┌─ Passage to read

Topic Naming Conventions

// Recommended topic naming patterns

object TopicNamingConventions {

    // Pattern 1: Domain-driven
    // Format: <domain>.<entity>.<event-type>
    val orderingTopics = listOf(
        "orders.order.created",
        "orders.order.updated",
        "orders.order.cancelled",
        "orders.payment.processed",
        "orders.shipment.dispatched"
    )

    // Pattern 2: Data pipeline
    // Format: <source>.<dataset>.<environment>
    val pipelineTopics = listOf(
        "mysql.users.prod",
        "postgres.transactions.prod",
        "mongodb.products.staging"
    )

    // Pattern 3: Stream processing
    // Format: <app>.<processing-stage>
    val streamTopics = listOf(
        "analytics.raw-events",
        "analytics.enriched-events",
        "analytics.aggregated-metrics"
    )

    // PITFALL: Avoid these patterns
    val badTopicNames = listOf(
        "test",                    // Too generic
        "user_events",             // Inconsistent naming (use hyphens)

└─
┌─ Entries supplied

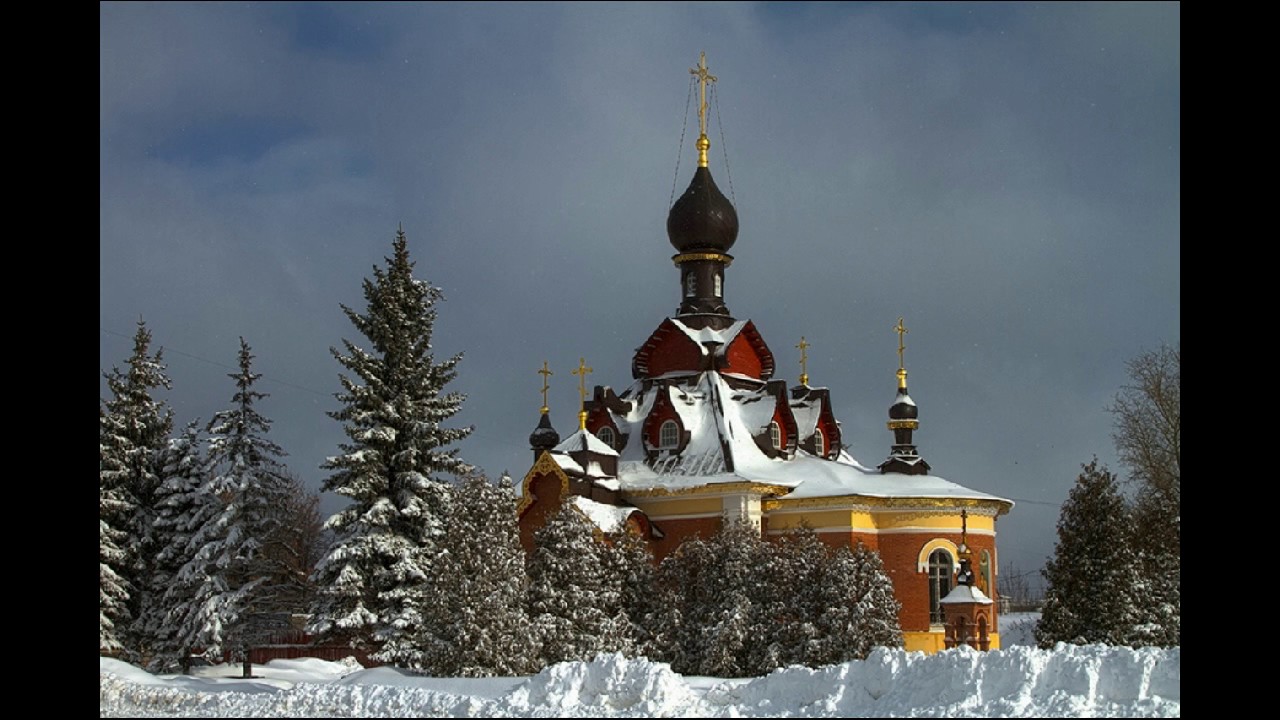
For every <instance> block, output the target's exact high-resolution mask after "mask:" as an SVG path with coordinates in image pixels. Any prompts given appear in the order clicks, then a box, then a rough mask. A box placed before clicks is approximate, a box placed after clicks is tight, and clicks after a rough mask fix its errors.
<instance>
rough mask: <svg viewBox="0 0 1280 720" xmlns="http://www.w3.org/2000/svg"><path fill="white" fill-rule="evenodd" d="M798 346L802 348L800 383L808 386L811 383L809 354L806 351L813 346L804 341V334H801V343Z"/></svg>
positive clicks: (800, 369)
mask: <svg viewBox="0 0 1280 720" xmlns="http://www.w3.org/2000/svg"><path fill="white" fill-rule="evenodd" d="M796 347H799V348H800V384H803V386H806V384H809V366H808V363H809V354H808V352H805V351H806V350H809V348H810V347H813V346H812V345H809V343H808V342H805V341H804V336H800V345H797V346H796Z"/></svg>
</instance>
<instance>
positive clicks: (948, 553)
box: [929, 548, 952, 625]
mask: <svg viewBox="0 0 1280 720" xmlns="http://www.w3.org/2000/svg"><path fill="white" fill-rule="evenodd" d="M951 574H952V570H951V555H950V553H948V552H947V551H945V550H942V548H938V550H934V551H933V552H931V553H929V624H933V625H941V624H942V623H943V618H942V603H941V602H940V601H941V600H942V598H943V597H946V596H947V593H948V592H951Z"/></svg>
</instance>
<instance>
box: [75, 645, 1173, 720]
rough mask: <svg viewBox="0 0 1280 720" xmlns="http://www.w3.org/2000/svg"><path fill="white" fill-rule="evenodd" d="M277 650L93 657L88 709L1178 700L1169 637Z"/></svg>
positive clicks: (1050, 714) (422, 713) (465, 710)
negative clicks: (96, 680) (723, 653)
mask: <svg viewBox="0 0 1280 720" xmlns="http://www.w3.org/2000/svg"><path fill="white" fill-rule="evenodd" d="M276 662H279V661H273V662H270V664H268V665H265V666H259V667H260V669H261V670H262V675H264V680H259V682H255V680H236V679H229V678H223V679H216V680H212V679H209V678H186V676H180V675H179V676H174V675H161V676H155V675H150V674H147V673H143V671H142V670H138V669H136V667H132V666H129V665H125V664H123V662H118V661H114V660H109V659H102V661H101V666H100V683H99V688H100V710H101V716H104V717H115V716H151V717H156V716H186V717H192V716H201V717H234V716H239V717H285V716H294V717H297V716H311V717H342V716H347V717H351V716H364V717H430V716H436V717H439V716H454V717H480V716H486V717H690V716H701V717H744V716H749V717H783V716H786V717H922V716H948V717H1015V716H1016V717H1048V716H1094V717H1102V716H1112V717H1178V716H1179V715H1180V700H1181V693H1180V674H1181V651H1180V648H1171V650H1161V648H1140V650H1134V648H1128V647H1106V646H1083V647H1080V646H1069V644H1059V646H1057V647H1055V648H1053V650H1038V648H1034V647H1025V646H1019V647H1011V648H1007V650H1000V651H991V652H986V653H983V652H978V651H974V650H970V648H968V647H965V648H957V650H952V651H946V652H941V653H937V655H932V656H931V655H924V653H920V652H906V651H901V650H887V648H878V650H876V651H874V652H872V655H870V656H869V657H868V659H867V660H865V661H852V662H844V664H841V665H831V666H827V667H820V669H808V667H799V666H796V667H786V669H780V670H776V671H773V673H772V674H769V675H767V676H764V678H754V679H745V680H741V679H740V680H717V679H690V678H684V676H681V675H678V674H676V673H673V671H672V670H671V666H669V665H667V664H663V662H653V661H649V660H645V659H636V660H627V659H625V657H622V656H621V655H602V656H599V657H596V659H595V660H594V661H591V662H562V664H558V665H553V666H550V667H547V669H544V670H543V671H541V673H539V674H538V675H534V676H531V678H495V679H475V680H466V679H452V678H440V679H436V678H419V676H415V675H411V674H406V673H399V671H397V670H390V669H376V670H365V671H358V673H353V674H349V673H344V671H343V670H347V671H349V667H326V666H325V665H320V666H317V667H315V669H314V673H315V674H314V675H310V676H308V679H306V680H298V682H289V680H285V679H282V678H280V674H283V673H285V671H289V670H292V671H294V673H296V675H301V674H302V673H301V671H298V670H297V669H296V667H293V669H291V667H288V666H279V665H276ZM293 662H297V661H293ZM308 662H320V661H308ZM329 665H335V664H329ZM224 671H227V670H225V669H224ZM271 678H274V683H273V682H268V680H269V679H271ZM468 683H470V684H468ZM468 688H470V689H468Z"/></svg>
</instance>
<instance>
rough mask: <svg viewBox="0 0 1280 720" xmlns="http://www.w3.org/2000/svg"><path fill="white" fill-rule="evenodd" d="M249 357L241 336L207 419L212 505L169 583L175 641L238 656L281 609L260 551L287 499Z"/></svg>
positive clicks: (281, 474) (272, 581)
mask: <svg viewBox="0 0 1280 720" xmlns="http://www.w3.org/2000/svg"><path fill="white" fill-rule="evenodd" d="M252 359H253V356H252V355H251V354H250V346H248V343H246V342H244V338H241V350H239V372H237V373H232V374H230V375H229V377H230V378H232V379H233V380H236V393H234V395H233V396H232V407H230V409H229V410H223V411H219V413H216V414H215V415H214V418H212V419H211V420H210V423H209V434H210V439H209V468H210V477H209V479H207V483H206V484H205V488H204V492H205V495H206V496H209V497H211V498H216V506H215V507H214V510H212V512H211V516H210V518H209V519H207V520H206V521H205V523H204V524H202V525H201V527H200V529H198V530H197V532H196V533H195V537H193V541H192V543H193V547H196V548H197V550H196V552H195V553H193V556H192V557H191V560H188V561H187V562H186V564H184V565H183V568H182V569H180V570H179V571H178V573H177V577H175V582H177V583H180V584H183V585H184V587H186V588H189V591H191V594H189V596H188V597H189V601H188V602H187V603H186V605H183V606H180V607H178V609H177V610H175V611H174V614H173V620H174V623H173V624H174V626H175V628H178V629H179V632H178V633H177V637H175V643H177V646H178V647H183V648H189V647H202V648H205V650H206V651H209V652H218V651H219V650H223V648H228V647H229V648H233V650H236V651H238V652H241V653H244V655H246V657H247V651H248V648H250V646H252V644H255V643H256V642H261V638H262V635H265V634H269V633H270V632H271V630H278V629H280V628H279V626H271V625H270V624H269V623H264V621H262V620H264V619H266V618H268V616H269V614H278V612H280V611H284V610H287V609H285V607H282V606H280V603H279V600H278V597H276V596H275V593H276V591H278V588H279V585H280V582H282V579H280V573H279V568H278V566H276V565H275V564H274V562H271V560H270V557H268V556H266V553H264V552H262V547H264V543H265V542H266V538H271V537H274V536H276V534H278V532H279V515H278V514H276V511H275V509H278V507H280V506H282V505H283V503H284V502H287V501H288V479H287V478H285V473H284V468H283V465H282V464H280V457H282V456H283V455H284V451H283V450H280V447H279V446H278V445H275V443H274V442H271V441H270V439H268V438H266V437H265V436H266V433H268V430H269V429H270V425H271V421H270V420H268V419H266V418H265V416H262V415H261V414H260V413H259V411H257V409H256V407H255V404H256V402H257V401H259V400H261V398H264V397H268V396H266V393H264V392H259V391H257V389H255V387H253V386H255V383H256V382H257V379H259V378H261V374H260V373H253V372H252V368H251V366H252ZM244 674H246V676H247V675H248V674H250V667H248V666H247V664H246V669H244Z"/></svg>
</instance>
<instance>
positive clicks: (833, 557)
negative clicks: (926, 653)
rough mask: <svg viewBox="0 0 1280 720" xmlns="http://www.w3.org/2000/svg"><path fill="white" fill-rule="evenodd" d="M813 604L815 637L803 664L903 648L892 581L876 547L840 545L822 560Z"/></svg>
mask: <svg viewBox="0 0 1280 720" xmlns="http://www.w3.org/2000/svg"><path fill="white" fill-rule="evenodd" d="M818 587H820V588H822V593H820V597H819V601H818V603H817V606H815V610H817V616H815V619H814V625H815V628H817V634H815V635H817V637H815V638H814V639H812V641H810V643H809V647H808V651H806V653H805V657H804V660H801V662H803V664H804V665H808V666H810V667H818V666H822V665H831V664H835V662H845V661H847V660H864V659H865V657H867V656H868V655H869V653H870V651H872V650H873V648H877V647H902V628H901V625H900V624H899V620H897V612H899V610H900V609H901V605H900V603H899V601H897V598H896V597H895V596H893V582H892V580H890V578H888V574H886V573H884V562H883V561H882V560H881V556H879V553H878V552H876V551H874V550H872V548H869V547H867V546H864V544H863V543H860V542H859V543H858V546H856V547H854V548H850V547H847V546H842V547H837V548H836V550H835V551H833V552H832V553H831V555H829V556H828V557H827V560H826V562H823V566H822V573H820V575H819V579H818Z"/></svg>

└─

Questions on the material:
1) Answer these about the topic naming conventions code:
(a) What format does Pattern 2 follow?
(b) Which topic follows "analytics.raw-events" in the stream processing list?
(c) What comment accompanies "test" in the list of bad names?
2) Carry on the topic naming conventions code from its last line, keeping its Kotlin style and comments.

Answers:
1)
(a) <source>.<dataset>.<environment>
(b) "analytics.enriched-events"
(c) Too generic

2)
        "MySpecialTopic",          // CamelCase (use lowercase)
        "events-2024-01-01",       // Date-based (use partitioning instead)
        "topic.with.too.many.dots" // Overly complex hierarchy
    )

    // Topic naming rules
    fun validateTopicName(name: String): List<String> {
        val issues = mutableListOf<String>()

        if (name.length > 249) {
            issues.add("Name too long (max 249 characters)")
        }

        if (!name.matches(Regex("[a-z0-9._-]+"))) {
            issues.add("Use only lowercase, numbers, dots, hyphens, underscores")
        }

        if (name.contains("..")) {
            issues.add("Avoid consecutive dots")
        }

        // Reserved names
        if (name.startsWith("__")) {
            issues.add("Names starting with __ are reserved (e.g., __consumer_offsets)")
        }

        return issues
    }
}

Partitions: The Unit of Parallelism

Partitions are the fundamental unit of parallelism and scalability in Kafka.

Partition Distribution

Diagram 2

Partition Count: The Critical Decision

// How to determine partition count

data class PartitionRequirements(
    val targetThroughputMBps: Int,       // Required throughput
    val partitionThroughputMBps: Int,    // Per-partition capacity
    val consumerParallelism: Int,        // Number of consumers
    val futureGrowth: Double = 1.5       // Growth factor
)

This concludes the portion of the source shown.